▶ _Set problem 1_:
Condense the paragraph of the court opinion that begins "Petitioner Dennis Pielack, proceeding in propria persona" into a shorter version that keeps its main facts.
▶ _Set problem 2_:
From the court opinion, reproduce word for word the part that opens with the words containing "PER CURIAM." and closes with "to MCR 7.214(E).".

▶ _Selection_:
────────────────
Before: Whitbeck, P.J., and Bandstra and Donofrio, JJ.
PER CURIAM.
Petitioner Dennis Pielack, proceeding in propria persona, appeals as of right from a
probate court order appointing his sister, respondent Sharon Kowalik, as conservator of the estate
of their mother, Alfreda Pielack. We affirm. This appeal has been decided without oral
argument pursuant to MCR 7.214(E).
As a preliminary matter, we disagree with respondent’s argument that this Court lacks
jurisdiction to hear this appeal of the order appointing respondent as a conservator. This Court
has jurisdiction pursuant to MCR 5.801(B)(1)(a), which provides that a probate court order
“appointing or removing a personal representative, conservator, or trustee, or denying such an
appointment or removal” is appealable to this Court. We also disagree with respondent’s
argument that this appeal is now moot because of Alfreda’s subsequent death. An issue is not
moot if it will continue to affect a party in some collateral way. People v Cathey, 261 Mich App
506, 510; 681 NW2d 661 (2004). The conservator of a protected individual’s estate may
influence the appointment of the estate’s personal representative. MCL 700.3204. Petitioner
asserts that Alfreda nominated him to serve as her personal representative in her will, and there is
no indication that a personal representative has been appointed. Because respondent’s status as
conservator can potentially influence the appointment of Alfreda’s personal representative, this
appeal is not moot.
────────────────
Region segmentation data
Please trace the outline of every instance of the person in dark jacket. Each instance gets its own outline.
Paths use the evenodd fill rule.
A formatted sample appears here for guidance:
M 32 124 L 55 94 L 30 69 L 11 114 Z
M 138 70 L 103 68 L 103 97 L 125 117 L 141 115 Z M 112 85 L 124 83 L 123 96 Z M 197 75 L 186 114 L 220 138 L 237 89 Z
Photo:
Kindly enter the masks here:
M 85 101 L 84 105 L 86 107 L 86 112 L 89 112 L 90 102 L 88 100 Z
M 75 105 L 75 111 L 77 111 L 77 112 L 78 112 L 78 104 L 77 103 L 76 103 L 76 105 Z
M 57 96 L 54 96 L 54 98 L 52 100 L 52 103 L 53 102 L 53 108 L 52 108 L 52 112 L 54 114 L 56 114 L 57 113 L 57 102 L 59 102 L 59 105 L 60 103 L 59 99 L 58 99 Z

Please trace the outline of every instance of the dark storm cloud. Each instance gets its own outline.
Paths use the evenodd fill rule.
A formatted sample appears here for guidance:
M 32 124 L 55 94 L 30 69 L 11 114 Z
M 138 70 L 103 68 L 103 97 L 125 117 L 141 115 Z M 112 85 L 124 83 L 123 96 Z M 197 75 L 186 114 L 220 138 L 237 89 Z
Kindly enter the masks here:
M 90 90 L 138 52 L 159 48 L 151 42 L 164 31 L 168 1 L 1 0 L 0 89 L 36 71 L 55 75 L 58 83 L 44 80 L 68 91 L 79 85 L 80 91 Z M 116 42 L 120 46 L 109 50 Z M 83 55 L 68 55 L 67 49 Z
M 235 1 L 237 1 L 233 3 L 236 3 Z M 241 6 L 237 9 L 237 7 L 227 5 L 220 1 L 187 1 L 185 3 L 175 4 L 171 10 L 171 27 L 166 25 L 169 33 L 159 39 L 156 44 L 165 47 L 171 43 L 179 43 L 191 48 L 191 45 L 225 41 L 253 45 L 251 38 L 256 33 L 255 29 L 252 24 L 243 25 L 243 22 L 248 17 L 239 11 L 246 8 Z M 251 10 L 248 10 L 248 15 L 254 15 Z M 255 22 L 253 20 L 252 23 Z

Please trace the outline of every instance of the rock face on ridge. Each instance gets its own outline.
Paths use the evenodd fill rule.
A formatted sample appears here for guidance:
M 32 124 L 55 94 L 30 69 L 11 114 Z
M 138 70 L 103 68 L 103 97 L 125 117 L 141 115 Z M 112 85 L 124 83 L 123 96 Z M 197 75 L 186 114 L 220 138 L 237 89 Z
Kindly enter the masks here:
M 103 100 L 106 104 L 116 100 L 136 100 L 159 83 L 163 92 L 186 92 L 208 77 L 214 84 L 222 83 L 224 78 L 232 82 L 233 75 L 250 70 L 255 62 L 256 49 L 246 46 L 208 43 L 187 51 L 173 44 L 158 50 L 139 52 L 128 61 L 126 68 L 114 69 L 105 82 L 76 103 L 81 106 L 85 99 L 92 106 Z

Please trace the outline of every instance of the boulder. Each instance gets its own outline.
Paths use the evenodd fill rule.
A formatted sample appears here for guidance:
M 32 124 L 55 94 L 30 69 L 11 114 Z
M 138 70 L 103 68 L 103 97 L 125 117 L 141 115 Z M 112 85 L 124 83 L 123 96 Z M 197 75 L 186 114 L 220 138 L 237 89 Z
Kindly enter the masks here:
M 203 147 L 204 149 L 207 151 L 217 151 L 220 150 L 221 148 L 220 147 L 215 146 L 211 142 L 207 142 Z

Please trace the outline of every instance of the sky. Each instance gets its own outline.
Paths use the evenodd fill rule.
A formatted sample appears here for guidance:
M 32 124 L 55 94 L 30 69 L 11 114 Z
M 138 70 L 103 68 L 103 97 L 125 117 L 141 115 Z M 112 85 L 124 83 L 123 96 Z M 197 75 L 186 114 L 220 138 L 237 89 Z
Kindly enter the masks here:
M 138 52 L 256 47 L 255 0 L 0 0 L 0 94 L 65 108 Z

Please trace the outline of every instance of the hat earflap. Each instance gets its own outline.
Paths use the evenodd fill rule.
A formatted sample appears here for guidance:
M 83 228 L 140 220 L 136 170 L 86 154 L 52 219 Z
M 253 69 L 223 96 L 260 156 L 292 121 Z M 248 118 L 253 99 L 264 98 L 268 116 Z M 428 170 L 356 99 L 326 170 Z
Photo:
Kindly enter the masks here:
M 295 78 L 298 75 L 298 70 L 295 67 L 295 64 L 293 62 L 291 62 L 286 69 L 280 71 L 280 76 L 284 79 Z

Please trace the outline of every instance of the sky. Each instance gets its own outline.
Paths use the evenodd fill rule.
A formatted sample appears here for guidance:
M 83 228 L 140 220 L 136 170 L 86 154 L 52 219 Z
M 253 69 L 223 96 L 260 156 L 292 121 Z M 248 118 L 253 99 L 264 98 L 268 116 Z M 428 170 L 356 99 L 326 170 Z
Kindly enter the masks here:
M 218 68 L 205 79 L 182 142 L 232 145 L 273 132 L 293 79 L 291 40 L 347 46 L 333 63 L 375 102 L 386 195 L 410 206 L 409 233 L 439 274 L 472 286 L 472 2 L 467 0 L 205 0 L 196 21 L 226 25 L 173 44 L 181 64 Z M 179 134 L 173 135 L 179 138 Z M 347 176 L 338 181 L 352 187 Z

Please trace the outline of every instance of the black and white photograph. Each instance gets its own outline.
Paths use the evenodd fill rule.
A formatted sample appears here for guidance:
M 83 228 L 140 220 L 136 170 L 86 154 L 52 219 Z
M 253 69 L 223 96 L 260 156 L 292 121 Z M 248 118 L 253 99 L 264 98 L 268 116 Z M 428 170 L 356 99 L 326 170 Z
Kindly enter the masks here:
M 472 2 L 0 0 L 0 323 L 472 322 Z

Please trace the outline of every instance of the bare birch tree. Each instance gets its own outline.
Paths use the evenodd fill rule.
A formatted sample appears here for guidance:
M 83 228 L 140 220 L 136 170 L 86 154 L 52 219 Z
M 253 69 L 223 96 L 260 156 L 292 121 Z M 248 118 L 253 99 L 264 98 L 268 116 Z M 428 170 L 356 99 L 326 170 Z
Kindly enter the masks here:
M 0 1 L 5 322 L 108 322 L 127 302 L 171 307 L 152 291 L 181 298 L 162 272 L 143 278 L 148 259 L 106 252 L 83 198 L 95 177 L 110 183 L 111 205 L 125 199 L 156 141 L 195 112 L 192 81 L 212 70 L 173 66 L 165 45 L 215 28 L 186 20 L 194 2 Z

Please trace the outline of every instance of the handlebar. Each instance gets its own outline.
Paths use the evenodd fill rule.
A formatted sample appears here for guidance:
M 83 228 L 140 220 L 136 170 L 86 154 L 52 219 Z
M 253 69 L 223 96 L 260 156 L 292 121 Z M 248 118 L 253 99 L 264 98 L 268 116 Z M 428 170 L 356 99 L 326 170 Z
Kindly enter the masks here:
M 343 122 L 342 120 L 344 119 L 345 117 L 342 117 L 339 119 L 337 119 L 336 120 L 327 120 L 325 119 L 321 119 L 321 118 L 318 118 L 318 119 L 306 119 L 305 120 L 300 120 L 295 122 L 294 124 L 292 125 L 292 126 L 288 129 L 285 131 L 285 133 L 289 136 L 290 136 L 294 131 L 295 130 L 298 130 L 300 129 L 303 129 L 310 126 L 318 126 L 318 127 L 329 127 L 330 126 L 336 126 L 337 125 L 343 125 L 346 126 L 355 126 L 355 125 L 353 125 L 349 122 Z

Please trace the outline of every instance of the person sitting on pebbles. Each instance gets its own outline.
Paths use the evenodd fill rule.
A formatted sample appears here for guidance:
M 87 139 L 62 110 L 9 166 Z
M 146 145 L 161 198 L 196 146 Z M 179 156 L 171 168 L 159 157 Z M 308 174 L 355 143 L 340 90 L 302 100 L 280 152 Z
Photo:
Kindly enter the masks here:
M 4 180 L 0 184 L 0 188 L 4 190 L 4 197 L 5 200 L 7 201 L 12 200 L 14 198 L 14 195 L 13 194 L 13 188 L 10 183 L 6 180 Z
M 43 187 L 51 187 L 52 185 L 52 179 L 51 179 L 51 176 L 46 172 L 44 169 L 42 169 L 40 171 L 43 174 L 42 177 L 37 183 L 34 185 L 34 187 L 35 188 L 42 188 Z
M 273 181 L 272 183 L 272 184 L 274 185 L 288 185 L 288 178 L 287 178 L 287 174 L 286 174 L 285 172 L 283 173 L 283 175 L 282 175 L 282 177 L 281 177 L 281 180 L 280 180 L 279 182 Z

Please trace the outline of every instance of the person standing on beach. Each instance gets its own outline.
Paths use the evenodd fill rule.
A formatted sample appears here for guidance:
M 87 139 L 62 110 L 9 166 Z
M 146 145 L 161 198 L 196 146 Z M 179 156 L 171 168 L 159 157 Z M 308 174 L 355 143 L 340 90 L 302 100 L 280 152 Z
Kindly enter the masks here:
────────────────
▶ _Exercise output 1_:
Dennis Pielack, representing himself, appeals as of right from a probate court order naming his sister, Sharon Kowalik, conservator of their mother Alfreda Pielack's estate. The court affirms and decides the appeal without oral argument under MCR 7.214(E).

▶ _Exercise output 2_:
PER CURIAM.
Petitioner Dennis Pielack, proceeding in propria persona, appeals as of right from a
probate court order appointing his sister, respondent Sharon Kowalik, as conservator of the estate
of their mother, Alfreda Pielack. We affirm. This appeal has been decided without oral
argument pursuant to MCR 7.214(E).